=== Your assignment ===
Please state what the asthma text names as the strongest predisposing factor for asthma.
[[ Text for analysis open ]]
Asthma is one of the most common non-communicable diseases that can affect people in their different stages in life, yet it can be avoided and treated. Asthma and how it can be treated is very essential to all asthmatic patients.
- Asthma is a chronic inflammatory disease of the airways that causes airway hyperresponsiveness, mucosal edema, and mucus production. Asthma causes the muscles in the airways to tighten and the lining of the airway becomes swollen and inflamed, producing sticky mucous. These changes cause the airways to become narrow, making it difficult to breathe. This may lead to wheezing, shortness of breath and coughing.
Causes of asthma
The exact cause of asthma is still unknown but experts are of the view that asthma is caused by a combination of genetic and environmental factors.
Here are some o factors that influence the development of asthma.
- Allergy : Allergy is the strongest predisposing factor for asthma. This happens when airborne substances like insect waste, mold spores, pollen pet dander, wood dust , chemical can triggers the asthma.
- Family history of Asthma: Asthma tends to run in families. It can be inherit from parents. Studies show that over half of children who are diagnosed with asthma have a family history of asthma. A person’s risk of developing asthma is higher if he/she has a parent and a sibling with asthma.
- Excessive Exercise: Too much exercise can also trigger asthma. This may occur if the patient is exercising in cold environment where the air is dry.
- Some medicines: Certain medications can trigger asthma.
- Cigarette smoke : When a person inhales tobacco smoke, irritating substances settle in the moist lining of the airways. These substances can cause an attack in a person who has asthma.
- Respiratory infections : Respiratory infections can also trigger asthma. These infections affect your lungs, nose, sinuses, and throat. They can cause a runny nose, cough, fever, or sore throat. Common respiratory infections include: common cold, Flu, Pneumonia, Sinusitis, Bronchitis and others.
The signs and symptoms of asthma
Though the triggers and causes for asthma symptoms vary for different people, here are some common symptoms of asthma.
- Most common symptoms of asthma are cough with or without mucus production, dyspnea, and wheezing.
- Chest tightness and pains
- Asthma attacks frequently occur at night or in the early morning.
- An asthma exacerbation is frequently preceded by increasing symptoms over days, but it may begin abruptly.
- Expiration requires effort and becomes prolonged.
- As exacerbation progresses, central cyanosis secondary to severe hypoxia may occur.
[[ Text for analysis closed ]]
[[ Dataset extract open ]]
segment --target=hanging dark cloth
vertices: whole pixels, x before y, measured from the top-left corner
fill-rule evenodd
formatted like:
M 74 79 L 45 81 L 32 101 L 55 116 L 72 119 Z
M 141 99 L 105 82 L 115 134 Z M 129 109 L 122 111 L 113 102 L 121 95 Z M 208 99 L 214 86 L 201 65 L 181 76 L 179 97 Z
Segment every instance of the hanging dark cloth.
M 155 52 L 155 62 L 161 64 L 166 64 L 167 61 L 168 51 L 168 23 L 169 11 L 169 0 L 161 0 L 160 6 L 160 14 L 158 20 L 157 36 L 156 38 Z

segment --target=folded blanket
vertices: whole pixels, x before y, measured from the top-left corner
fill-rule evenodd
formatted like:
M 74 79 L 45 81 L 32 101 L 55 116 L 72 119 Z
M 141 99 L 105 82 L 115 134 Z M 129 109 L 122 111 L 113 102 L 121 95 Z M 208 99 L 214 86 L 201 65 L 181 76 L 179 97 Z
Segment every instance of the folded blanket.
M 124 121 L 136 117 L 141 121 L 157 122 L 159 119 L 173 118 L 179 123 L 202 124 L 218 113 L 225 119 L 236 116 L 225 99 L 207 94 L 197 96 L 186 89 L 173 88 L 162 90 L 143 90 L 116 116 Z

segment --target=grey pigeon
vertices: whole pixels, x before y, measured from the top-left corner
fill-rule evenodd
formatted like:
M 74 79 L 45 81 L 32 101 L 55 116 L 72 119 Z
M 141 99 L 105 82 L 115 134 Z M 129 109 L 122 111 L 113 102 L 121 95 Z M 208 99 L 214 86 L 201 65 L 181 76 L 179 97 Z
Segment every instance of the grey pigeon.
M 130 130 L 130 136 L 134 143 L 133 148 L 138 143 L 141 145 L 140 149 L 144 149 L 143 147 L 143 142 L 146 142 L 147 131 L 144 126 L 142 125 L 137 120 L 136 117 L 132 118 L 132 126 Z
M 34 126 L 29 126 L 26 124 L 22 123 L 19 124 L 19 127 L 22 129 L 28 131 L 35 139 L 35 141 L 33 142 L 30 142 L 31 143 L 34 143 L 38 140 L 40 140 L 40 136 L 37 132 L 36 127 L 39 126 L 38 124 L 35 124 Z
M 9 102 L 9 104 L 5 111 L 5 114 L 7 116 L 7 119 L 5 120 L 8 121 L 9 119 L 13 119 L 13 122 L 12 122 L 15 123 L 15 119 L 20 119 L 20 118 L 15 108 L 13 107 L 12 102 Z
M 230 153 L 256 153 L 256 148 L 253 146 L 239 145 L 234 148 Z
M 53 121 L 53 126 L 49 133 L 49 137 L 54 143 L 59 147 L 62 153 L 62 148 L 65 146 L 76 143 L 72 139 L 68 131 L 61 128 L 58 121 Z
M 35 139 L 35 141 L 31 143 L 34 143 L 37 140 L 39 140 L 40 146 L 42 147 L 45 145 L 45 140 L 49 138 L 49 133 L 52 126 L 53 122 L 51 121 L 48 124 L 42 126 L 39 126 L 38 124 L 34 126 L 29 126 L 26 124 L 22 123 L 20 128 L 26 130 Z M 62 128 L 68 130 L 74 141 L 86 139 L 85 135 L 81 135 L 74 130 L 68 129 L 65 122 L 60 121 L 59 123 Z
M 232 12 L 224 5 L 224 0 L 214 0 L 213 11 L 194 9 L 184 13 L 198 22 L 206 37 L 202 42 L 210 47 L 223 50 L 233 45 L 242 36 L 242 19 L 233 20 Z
[[ Dataset extract closed ]]
=== Response area ===
Allergy.